**Selected passage:**
------------------------------------

After helping hospitals respond to the Affordable Care Act, Friedman, a consultant at the time, wanted to be in the room where policy was made.
In 2016, she joined a venture with the US Centers for Medicare and Medicaid Services to find ways to improve patient care while lowering the government’s costs.
Like a startup, the CMS innovation center saw industry-shaping wins sprinkled with many failures, Friedman said.
An effort led in part by Friedman showed that you could lower individuals’ healthcare costs by supporting their social needs, which helped spawn several digital-health startups.
Another program attempted to address maternal-health-provider shortages by giving Medicaid beneficiaries access to midwives, but the savings were too small, she said.
In 2021, when JPMorgan launched a venture meant to shake up the healthcare industry, Friedman saw an opportunity to apply what she’d learned to employer-sponsored insurance, which is how the majority of Americans pay for care.
She’s now in charge of innovation at the bank’s Morgan Health unit, which is tasked with lowering costs and improving care quality for the bank’s 385,000 employees and dependents and for commercial healthcare more broadly.

------------------------------------

**Saved entries:**

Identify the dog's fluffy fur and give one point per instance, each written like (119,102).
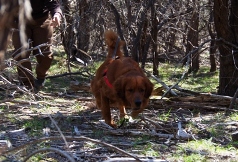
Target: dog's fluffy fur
(129,86)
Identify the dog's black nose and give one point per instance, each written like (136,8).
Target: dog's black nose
(138,103)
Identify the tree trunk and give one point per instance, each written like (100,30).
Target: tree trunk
(192,38)
(154,32)
(226,21)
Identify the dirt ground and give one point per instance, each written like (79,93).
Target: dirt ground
(66,126)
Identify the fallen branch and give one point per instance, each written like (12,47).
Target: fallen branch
(75,139)
(62,153)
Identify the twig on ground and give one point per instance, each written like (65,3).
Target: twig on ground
(72,138)
(63,153)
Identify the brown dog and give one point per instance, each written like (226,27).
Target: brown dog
(120,81)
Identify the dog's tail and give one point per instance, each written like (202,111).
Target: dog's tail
(114,44)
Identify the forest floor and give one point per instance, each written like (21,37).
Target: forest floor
(62,123)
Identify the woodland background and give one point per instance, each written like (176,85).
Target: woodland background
(190,127)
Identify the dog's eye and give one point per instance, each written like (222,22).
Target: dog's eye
(142,90)
(130,90)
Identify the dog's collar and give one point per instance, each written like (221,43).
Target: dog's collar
(106,79)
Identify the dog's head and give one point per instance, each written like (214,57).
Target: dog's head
(135,91)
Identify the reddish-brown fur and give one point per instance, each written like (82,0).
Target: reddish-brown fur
(131,88)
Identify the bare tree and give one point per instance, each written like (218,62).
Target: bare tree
(226,21)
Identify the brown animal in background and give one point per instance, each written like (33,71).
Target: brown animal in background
(120,81)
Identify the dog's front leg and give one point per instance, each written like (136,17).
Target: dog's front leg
(106,112)
(122,111)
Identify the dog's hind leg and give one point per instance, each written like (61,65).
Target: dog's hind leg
(106,112)
(122,111)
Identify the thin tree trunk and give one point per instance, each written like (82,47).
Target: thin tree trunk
(226,22)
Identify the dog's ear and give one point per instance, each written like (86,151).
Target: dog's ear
(119,87)
(149,88)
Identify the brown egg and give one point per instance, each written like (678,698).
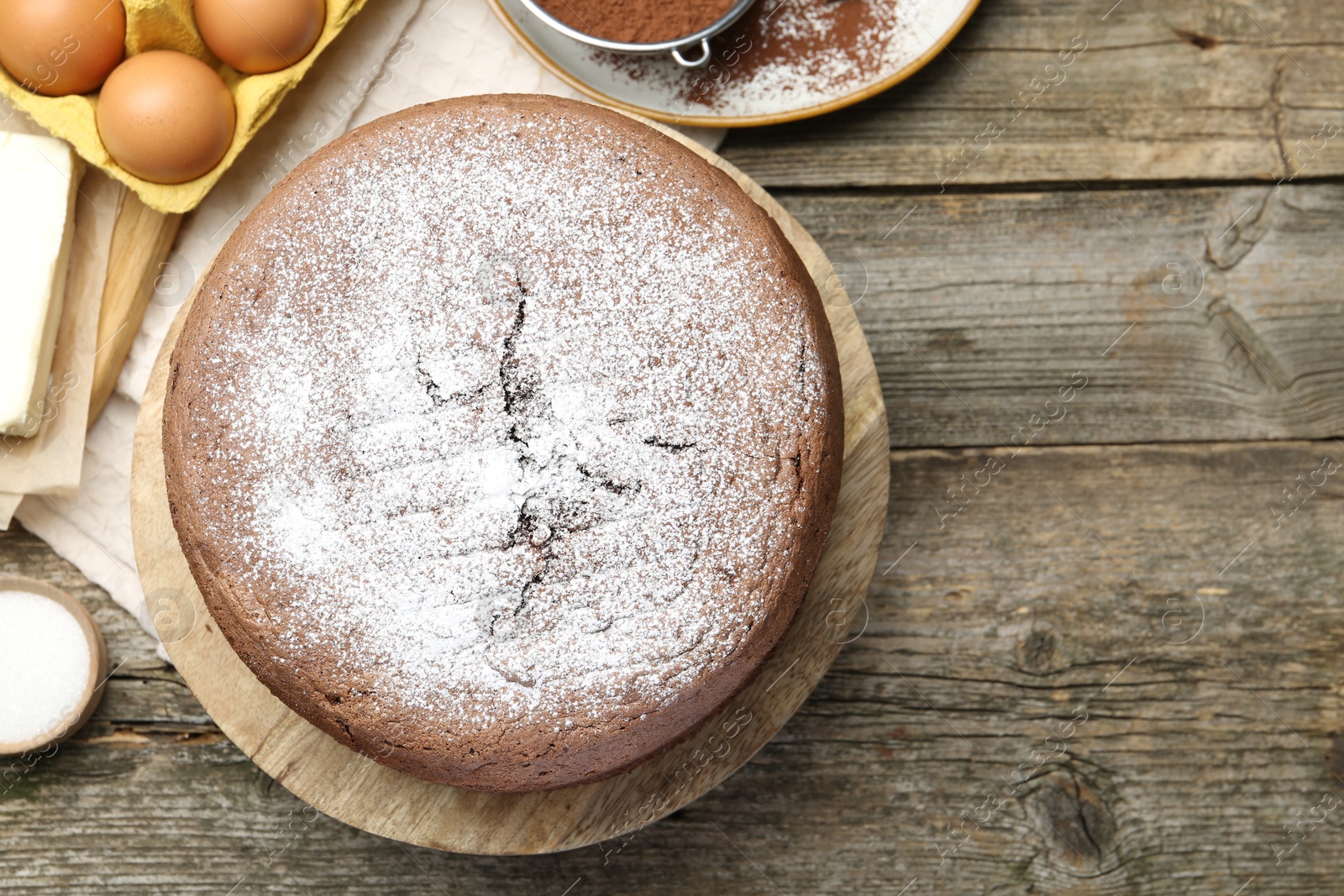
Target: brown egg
(165,116)
(255,36)
(60,47)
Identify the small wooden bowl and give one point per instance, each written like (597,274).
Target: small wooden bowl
(97,668)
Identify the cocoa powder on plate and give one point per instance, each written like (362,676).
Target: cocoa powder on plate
(638,20)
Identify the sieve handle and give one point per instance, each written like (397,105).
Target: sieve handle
(692,63)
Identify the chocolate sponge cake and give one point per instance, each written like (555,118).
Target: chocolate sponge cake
(503,439)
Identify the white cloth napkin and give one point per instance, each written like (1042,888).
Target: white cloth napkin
(394,54)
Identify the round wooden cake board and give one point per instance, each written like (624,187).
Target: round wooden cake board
(356,790)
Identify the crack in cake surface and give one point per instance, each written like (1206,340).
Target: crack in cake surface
(557,490)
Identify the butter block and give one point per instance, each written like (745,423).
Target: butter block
(39,177)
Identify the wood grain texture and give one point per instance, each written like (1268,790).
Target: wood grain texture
(979,308)
(140,242)
(1164,92)
(354,788)
(988,634)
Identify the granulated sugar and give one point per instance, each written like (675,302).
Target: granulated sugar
(44,665)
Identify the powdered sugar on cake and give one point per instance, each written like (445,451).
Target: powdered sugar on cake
(510,432)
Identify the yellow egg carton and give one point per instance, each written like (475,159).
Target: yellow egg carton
(170,24)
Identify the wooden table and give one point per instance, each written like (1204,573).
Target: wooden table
(1100,653)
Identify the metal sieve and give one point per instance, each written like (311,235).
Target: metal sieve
(699,39)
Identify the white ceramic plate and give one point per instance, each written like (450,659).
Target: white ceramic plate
(784,60)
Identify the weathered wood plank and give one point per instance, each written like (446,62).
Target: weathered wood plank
(1074,584)
(1162,92)
(980,308)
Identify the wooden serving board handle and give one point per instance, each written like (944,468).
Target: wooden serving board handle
(140,242)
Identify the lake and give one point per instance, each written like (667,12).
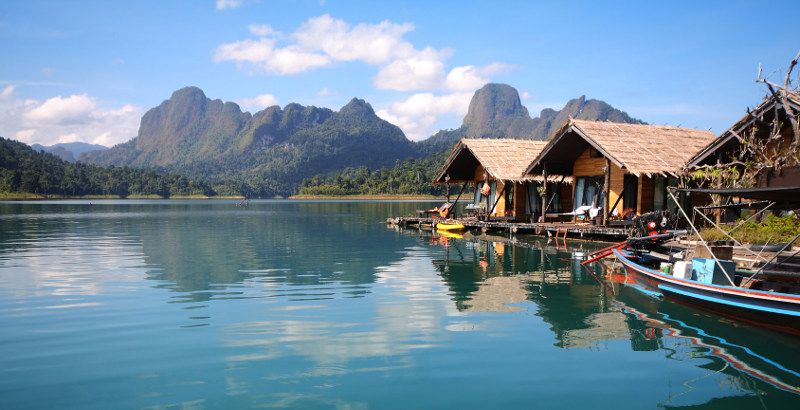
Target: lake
(314,304)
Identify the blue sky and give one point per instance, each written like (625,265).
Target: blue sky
(88,70)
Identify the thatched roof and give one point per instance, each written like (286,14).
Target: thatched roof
(641,149)
(730,139)
(503,159)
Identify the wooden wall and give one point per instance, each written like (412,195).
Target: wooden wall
(586,166)
(520,199)
(645,195)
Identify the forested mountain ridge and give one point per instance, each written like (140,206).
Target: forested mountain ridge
(496,111)
(68,151)
(272,150)
(25,171)
(275,151)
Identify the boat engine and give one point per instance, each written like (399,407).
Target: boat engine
(653,224)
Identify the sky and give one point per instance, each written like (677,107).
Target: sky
(88,70)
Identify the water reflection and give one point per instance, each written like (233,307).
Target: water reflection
(313,304)
(587,310)
(748,356)
(494,273)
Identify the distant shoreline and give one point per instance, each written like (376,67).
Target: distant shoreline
(365,196)
(39,197)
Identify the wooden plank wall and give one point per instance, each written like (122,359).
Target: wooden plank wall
(645,195)
(520,198)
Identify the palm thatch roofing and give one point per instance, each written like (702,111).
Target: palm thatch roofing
(761,116)
(502,159)
(639,148)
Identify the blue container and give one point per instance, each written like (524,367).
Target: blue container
(707,271)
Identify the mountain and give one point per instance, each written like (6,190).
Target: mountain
(273,149)
(495,111)
(68,151)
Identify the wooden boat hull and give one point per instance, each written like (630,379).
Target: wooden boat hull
(449,226)
(773,310)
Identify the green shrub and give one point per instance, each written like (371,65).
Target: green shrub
(771,230)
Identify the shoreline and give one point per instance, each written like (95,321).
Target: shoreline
(38,197)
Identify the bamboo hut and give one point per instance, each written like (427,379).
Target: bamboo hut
(495,169)
(763,137)
(617,167)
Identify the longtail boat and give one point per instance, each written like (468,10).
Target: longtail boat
(771,309)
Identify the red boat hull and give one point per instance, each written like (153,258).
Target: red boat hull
(772,310)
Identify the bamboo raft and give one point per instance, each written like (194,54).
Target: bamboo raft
(549,229)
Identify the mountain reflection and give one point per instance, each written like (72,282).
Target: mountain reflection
(494,273)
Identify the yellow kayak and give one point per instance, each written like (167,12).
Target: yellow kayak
(451,234)
(449,226)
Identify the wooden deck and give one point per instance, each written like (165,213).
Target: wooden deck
(549,229)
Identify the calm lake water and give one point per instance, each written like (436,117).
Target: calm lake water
(292,304)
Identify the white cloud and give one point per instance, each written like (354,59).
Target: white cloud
(58,110)
(258,103)
(8,91)
(262,30)
(417,115)
(371,43)
(323,41)
(422,71)
(471,78)
(67,119)
(228,4)
(264,56)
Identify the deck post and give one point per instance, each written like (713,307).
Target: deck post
(544,192)
(607,191)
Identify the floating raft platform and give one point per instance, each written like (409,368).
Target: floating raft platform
(550,229)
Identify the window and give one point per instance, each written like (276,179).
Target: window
(630,192)
(589,191)
(662,200)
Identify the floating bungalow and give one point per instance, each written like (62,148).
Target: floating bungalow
(495,168)
(769,130)
(616,168)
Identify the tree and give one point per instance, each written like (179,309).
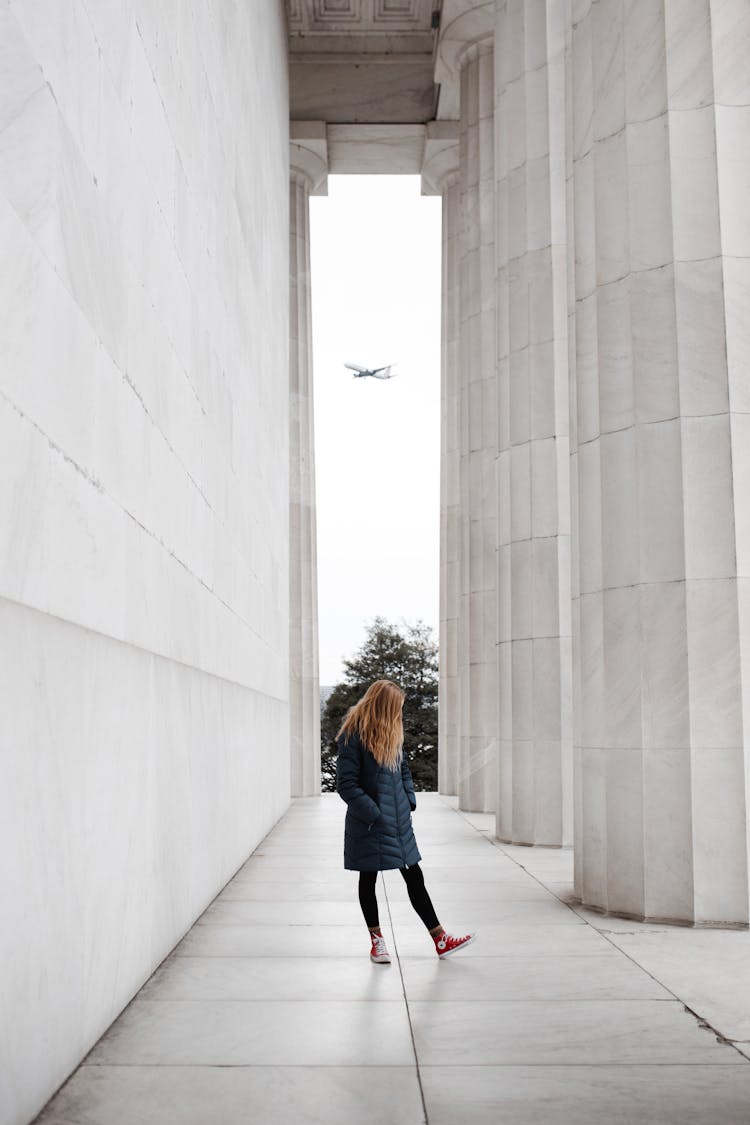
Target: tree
(409,658)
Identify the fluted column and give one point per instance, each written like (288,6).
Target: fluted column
(307,174)
(466,51)
(440,176)
(534,802)
(660,173)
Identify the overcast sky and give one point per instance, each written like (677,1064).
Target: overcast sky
(376,259)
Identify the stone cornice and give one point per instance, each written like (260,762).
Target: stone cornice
(440,165)
(308,155)
(467,29)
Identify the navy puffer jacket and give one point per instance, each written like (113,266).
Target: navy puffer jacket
(378,833)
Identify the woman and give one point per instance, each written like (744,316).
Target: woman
(375,781)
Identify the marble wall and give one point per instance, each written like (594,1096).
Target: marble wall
(144,496)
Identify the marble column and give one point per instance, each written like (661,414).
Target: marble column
(440,176)
(466,53)
(534,801)
(660,105)
(307,171)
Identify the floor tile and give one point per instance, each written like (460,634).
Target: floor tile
(274,979)
(570,1032)
(497,939)
(238,1096)
(231,1033)
(321,942)
(529,978)
(586,1095)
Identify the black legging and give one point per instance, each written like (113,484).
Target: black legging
(415,888)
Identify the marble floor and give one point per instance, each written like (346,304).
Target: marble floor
(270,1010)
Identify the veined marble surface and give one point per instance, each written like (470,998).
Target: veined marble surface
(143,495)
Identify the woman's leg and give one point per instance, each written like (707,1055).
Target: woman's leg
(419,899)
(368,900)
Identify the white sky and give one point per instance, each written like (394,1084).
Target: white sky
(376,261)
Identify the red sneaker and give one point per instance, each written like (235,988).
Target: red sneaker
(445,944)
(379,952)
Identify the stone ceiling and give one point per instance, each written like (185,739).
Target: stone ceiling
(362,61)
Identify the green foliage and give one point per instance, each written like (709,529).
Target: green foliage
(409,658)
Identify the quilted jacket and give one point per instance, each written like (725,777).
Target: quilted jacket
(378,833)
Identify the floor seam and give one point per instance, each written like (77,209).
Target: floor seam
(406,1002)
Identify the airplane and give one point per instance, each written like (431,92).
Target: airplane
(376,372)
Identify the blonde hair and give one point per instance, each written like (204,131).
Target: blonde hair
(377,719)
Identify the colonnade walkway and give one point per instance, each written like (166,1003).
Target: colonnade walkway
(270,1011)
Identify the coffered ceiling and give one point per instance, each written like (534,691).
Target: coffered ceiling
(362,61)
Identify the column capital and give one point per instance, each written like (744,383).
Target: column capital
(308,155)
(440,163)
(467,28)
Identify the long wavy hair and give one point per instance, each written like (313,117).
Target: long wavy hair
(377,719)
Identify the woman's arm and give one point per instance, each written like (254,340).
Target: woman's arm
(408,782)
(348,782)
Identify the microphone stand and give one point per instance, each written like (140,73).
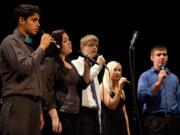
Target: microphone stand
(136,124)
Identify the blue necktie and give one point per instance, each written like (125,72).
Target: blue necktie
(93,89)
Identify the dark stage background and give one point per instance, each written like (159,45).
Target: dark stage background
(114,23)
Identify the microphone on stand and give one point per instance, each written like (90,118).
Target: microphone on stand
(135,35)
(92,60)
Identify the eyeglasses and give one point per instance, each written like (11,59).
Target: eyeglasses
(92,44)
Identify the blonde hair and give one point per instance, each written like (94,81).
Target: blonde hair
(107,81)
(84,40)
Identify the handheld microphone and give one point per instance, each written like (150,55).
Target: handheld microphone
(162,67)
(53,42)
(128,82)
(92,60)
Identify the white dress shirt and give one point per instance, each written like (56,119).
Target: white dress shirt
(87,97)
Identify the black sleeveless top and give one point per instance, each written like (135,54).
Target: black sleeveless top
(113,121)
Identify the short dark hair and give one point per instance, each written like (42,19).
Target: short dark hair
(25,10)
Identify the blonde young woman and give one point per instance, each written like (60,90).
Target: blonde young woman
(114,118)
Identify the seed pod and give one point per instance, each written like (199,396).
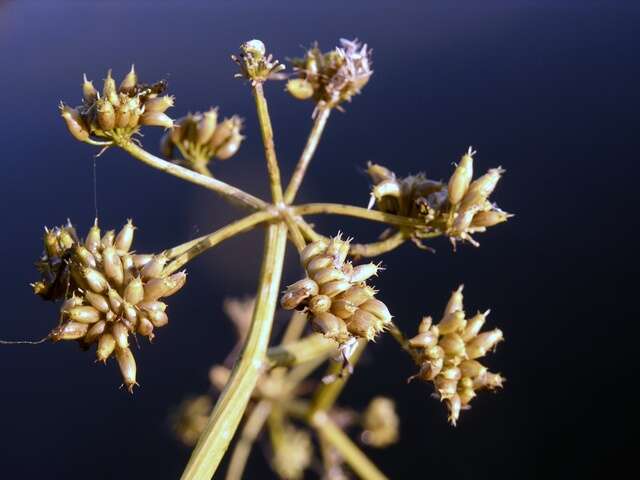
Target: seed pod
(452,344)
(95,280)
(106,114)
(89,92)
(357,295)
(452,322)
(364,325)
(318,263)
(331,326)
(319,304)
(446,388)
(363,272)
(480,345)
(423,340)
(455,301)
(153,268)
(120,335)
(130,80)
(486,184)
(94,332)
(112,265)
(425,324)
(106,345)
(125,237)
(298,292)
(461,178)
(343,308)
(472,368)
(154,306)
(74,122)
(334,288)
(454,404)
(158,318)
(489,218)
(206,126)
(156,119)
(69,331)
(123,114)
(109,90)
(311,250)
(377,308)
(85,256)
(230,147)
(84,314)
(127,365)
(327,275)
(158,104)
(115,300)
(300,88)
(108,239)
(140,260)
(134,291)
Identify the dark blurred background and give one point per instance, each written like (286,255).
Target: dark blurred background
(547,89)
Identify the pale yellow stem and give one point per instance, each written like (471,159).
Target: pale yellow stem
(211,240)
(352,455)
(267,139)
(307,154)
(233,194)
(233,401)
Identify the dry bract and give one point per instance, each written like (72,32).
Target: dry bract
(447,355)
(109,291)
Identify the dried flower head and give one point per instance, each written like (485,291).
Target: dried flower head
(292,453)
(381,423)
(200,137)
(336,294)
(447,354)
(333,77)
(255,64)
(119,111)
(109,292)
(190,419)
(457,209)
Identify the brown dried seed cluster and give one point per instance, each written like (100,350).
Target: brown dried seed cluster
(200,137)
(333,77)
(119,111)
(448,355)
(292,454)
(381,423)
(109,292)
(457,209)
(190,419)
(336,293)
(254,63)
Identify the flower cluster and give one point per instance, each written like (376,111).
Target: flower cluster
(119,111)
(447,354)
(200,137)
(109,292)
(381,423)
(336,294)
(333,77)
(457,209)
(255,64)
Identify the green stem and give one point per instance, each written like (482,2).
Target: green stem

------------------------------------

**Requirement A:**
In the passage on Friedman's healthcare career, how many employees and dependents does Morgan Health aim to serve?
**Requirement B:**
Reproduce word for word the part of the passage on Friedman's healthcare career starting with "After helping hospitals" and going on through "several digital-health startups.".
**Requirement C:**
Pick up the passage on Friedman's healthcare career after its final sentence and continue it.

**Exercise output A:**
385,000 employees and dependents.

**Exercise output B:**
After helping hospitals respond to the Affordable Care Act, Friedman, a consultant at the time, wanted to be in the room where policy was made.
In 2016, she joined a venture with the US Centers for Medicare and Medicaid Services to find ways to improve patient care while lowering the government’s costs.
Like a startup, the CMS innovation center saw industry-shaping wins sprinkled with many failures, Friedman said.
An effort led in part by Friedman showed that you could lower individuals’ healthcare costs by supporting their social needs, which helped spawn several digital-health startups.

**Exercise output C:**
One element of Morgan Health’s strategy is working closely with startups to run pilots for JPMorgan’s workers and their families to find ideas worth building on.
Thus far, a Columbus-based pilot in primary care is going well. Friedman’s team has many more experiments planned, she said.
One will have the former CMS leader once again tackling maternal health, where people of color see worse outcomes regardless of income, she said.
Though it’s still early, Friedman’s team aims to support pregnant people more holistically, outside of their “capital-M medical needs,” she said.
Friedman said she hopes to publish details about Morgan Health’s work with providers, so other employers can replicate them. She said the right interventions exist — they’re just not being implemented enough.
“If we can change that even modestly, I will feel really proud,” she said.